### Текст для чтения
============================================================
Средневековая жизнь обладала особо напряженным пафосом. Стремления людей того времени не могут быть поняты вне обуревавшей всех страстности, опалявшей все стороны жизни.

«Хотя механизм государственного управления и хозяйствования к тому времени принимает довольно сложные формы, проекция государственной власти в народном сознании образует неизменные и простые конструкции… Королей как бы сводят к определенному числу типов, в большем или меньшем соответствии с тем или иным мотивом из рыцарских похождений или песен: благородный и справедливый государь; государь, введенный в заблуждение дурными советами; государь, мститель за честь своего рода; государь, попавший в несчастье и поддерживаемый преданностью своих подданных»[793]. Для народа политические вопросы упрощаются и сводятся к различным эпизодам из сказок. «Преданность государю носила по-детски импульсивный характер и выражалась в непосредственном чувстве верности и общности»[794].

Средневековое чувство справедливости все еще на три четверти оставалось языческим. Оно было твердым как камень в своей уверенности, что всякое деяние требует конечного воздаяния, и постоянно требовало отмщения. Церковь, пытаясь смягчить нравы, проповедовала мир, кротость и всепрощение, но чувство справедливости от этого не менялось. «Представление о том, что проступок требует искупления, постепенно утрачивалось, становясь не более чем идиллическим остатком прежней душевности, по мере того как все глубже укоренялось мнение, что преступление – это в равной степени и угроза для общества, и оскорбление божественного величия. Так, конец средневековья стал безумным, кровавым временем пыточного правосудия и судебной жестокости»[795]. Ни у кого не возникало ни малейшего сомнения, заслуживает или нет преступник вынесенного ему наказания. «В жестокости юстиции позднего Средневековья нас поражает не болезненная извращенность, но животное, тупое веселье толпы, которое здесь царит как на ярмарке»[796].

Средневековому человеку было свойственно чувство постоянной беззащитности. Он воспринимал свою жизнь как нескончаемое бедствие дурного правления, вымогательств, дороговизны, лишений, чумы, войны и разбоя. Война обычно принимала затяжные формы, города и деревни, постоянно подвергавшиеся нашествию всякого сброда, ощущали постоянную тревогу, вечно висела угроза стать жертвой жестокого и неправедного правосудия, а, помимо всего этого, еще и гнетущая боязнь адских мук, страх перед чертями и ведьмами. Если проследить по источникам тех времен судьбы отдельных людей, встанет картина бурных жизненных перемен: судебные процессы, распри, преступления, преследования, и так без конца. «Это злой мир. Повсюду вздымается пламя ненависти и насилия, повсюду – несправедливость: черные крыла сатаны покрывают тьмою всю землю. Люди ждут, что вот-вот придет конец света. Но обращения и раскаяния не происходит; церковь борется, проповедники и поэты сетуют и предостерегают напрасно»[797].

Жизнь в тоталитарном обществе по своей яркости и остроте во многом подобна жизни в средневековом обществе[798].

«В этих странах, – пишет Т. Арнольд о России и Германии 30-х гг., – революционные правительства умеют не только возбудить в своих народах необычайный энтузиазм, но и удерживать его на точке высшего напряжения. Применяемый ими метод не является рациональным: это – чередование униформ, салютов, марширующих ног и национальных игрищ»[799].
============================================================
### Исходные данные
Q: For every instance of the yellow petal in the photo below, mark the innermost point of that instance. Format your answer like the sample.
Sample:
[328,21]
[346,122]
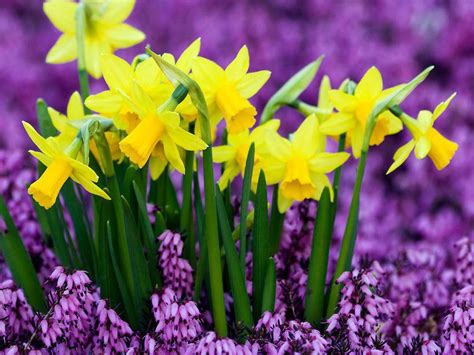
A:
[239,66]
[326,162]
[337,123]
[442,107]
[63,51]
[207,73]
[442,149]
[39,141]
[117,72]
[422,147]
[251,83]
[117,11]
[342,101]
[124,36]
[186,140]
[370,86]
[157,166]
[94,49]
[61,14]
[172,154]
[186,59]
[223,153]
[89,186]
[401,155]
[106,102]
[75,109]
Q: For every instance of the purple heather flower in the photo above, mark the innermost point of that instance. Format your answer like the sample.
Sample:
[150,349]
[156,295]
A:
[361,312]
[177,273]
[458,329]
============================================================
### Что сделать 1
Объясните в одном–трех предложениях, почему, по словам текста о средневековой жизни, конец средневековья стал «безумным, кровавым временем пыточного правосудия и судебной жестокости».
### Что сделать 2
Напишите продолжение текста о средневековой жизни, которое начинается сразу после его последнего предложения.
Записи никак не связаны с текстом о средневековой жизни.

### Место для ответа 1
Представление о том, что проступок требует искупления, постепенно утрачивалось. Одновременно все глубже укоренялось мнение, что преступление — это и угроза для общества, и оскорбление божественного величия. Из этой перемены взглядов и выросли пыточное правосудие и судебная жестокость конца средневековья.

### Место для ответа 2
И. Петровская пишет о кинохронике прихода нацистов к власти: «Некоторые из этих кадров мы уже видели в фильме Михаила Ромма „Обыкновенный фашизм“. Не видели вот чего – подлинного народного восторга, запечатленного в немецкой хронике. Этот восторг не придумать и не изобразить специально на камеру. Им светятся лица женщин и мужчин, стариков и детей. Это не оболваненный народ, как утверждала когда-то наша пропаганда, – это счастливый народ, сознательно сделавший свой выбор» (Петровская И. Художник Ленин, писатель Сталин, композитор Гитлер // Известия. 1997. 15 нояб.).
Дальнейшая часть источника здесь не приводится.